» **PROBLÈMES ET TÂCHES**:
1 – Renvoyez le passage du texte sur Telford qui commence par « Ces mêmes journaux » et se poursuit jusqu'à « femmes de Telford. ».
2 – Reprenez le texte sur Telford à la suite de sa dernière phrase.

--- TEXTE DE LA PAGE ---

Que nenni. On estime que plus d'un millier de jeunes filles ont été abusées à Telford sur une période de 40 ans. Après avoir subi un processus de « grooming », elles étaient droguées et violées. Les agresseurs se les repassaient comme des marchandises. Certaines sont tombées enceintes, se sont fait avorter et ont été violées à de multiples reprises. Trois femmes ont été assassinées et deux autres sont mortes tragiquement, en conséquence des sévices subis. Pourtant, les médias ont à peine couvert ces crimes révoltants. Apparemment, les filles de Telford ne méritent pas une couverture en première page du Guardian ou du Times.

Ces mêmes journaux qui ont couvert en détail, pendant des semaines, des histoires du genre : « Damien Green aurait (ou pas) touché le genou de Kate Maltby », ou « Michael Fallon a tenté d'embrasser Jane Merrick » n'ont pas fait montre du même niveau d'indignation en ce qui concerne les jeunes femmes de Telford.

--- DONNÉES ---

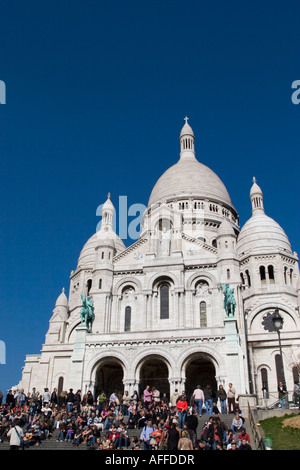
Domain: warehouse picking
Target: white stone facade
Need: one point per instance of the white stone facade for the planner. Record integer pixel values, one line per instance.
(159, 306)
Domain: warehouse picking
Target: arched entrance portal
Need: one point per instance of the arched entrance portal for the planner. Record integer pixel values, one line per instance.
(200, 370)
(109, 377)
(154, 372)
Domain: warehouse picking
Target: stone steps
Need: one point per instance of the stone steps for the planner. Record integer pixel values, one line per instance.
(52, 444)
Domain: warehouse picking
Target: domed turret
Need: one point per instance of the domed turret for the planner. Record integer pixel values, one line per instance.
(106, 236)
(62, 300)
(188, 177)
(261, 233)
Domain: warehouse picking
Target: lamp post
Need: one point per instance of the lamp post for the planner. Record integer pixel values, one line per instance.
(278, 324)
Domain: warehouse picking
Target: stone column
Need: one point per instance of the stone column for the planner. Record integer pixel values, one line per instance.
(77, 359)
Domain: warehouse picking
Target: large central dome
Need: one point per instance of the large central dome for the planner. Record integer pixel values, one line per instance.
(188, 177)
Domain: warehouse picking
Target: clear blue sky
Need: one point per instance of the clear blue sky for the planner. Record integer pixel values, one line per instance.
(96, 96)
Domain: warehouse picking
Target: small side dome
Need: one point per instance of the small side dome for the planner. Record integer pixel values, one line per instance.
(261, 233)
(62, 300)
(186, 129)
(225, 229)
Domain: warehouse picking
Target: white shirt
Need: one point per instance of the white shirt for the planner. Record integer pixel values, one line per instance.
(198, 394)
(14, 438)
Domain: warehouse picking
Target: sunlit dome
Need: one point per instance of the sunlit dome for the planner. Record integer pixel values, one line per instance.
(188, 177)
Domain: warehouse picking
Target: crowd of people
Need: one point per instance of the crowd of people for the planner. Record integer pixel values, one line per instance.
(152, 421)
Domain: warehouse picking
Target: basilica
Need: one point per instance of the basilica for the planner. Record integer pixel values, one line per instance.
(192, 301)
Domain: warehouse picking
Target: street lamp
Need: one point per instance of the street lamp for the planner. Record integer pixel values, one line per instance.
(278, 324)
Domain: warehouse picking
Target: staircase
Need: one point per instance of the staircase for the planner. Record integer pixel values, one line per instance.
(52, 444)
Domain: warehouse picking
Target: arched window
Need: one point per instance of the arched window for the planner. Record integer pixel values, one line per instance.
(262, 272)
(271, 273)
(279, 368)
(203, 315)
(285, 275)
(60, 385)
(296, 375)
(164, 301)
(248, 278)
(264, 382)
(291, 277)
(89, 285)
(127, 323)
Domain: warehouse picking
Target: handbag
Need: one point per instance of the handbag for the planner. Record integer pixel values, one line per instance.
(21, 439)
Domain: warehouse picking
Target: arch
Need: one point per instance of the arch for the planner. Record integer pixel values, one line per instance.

---
--- DONNÉES ---

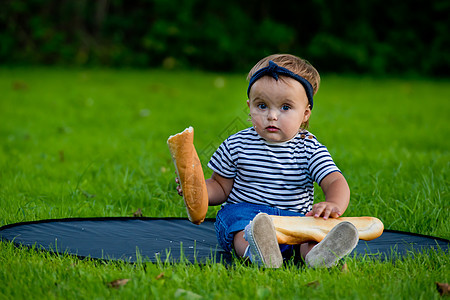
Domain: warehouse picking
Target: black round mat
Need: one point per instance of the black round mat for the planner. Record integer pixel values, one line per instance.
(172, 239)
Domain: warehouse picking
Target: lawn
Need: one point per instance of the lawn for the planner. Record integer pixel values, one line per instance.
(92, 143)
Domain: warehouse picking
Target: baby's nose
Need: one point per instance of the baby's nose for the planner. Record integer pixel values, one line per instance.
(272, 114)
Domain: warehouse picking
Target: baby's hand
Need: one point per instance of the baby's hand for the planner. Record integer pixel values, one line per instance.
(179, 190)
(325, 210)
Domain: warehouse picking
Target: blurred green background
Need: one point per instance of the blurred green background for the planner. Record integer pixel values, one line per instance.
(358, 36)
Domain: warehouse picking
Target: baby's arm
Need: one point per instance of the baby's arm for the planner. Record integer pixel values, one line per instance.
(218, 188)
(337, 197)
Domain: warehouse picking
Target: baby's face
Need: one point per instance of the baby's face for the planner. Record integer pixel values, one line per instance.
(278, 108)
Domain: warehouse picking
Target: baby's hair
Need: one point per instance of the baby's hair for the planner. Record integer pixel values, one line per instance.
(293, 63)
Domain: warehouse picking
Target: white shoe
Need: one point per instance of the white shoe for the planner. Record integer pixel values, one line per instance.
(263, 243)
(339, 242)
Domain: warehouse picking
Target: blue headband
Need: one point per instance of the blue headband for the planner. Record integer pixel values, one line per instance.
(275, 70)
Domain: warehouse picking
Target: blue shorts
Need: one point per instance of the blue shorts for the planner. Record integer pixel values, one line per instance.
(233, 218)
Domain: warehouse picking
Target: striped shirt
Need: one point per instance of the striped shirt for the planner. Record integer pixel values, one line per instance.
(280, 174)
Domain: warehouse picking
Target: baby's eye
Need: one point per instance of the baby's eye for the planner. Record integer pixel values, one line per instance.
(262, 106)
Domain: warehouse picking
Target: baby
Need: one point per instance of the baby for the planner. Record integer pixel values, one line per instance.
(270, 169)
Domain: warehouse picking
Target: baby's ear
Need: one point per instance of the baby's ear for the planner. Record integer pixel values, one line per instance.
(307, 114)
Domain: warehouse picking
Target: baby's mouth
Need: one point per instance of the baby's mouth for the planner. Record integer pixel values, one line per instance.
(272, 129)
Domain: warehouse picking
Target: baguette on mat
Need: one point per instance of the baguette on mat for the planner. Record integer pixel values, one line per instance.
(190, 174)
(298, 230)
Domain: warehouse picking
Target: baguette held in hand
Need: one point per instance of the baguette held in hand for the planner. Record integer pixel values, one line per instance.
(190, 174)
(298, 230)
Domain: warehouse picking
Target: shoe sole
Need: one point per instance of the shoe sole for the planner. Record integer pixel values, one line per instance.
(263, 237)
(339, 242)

---

» **RÉPONSES PAR TÂCHE**:
1 –
Ces mêmes journaux qui ont couvert en détail, pendant des semaines, des histoires du genre : « Damien Green aurait (ou pas) touché le genou de Kate Maltby », ou « Michael Fallon a tenté d'embrasser Jane Merrick » n'ont pas fait montre du même niveau d'indignation en ce qui concerne les jeunes femmes de Telford.

2 –
L'absence de couverture médiatique sur le scandale des abus de Telford révèle l'hypocrisie au cœur du mouvement #MeToo. Des activistes très en vue affirment à l'envi qu'elles ne sont pas motivées par leur propre intérêt, mais par le désir d'aider les femmes qui ont eu moins de chance qu'elles. Jane Merrick [journaliste prétendant avoir été sexuellement harcelée par le ministre de la Défense britannique Michael Fallon - NdT] a tout balancé parce que, dit-elle : « Je savais qu'en me taisant, je trahirais non seulement la personne que j'avais été à 29 ans, mais aussi toutes les autres femmes qui avaient peut-être subi les mêmes comportements. Plus important encore, je ne protégerais pas les autres femmes à l'avenir. » Kate Maltby [ancienne militante du parti conversateur qui a accusé le vice-Premier ministre britannique Damian Green de harcèlement sexuel - NdT] a fait une déclaration similaire : « Il est vrai que je suis bien plus privilégiée que d'autres femmes. C'est la raison pour laquelle je leur devais de parler. Quand on voit des femmes blanches privilégiées déclarer : "#MeToo", on devrait se poser la question : qu'en est-il de toutes ces voix que nous n'entendons pas ? » Pourtant, Merrick et Maltby, toutes à leur abnégation et à leur solidarité féminine, n'ont pas dit un seul mot sur les viols des adolescentes de Telford.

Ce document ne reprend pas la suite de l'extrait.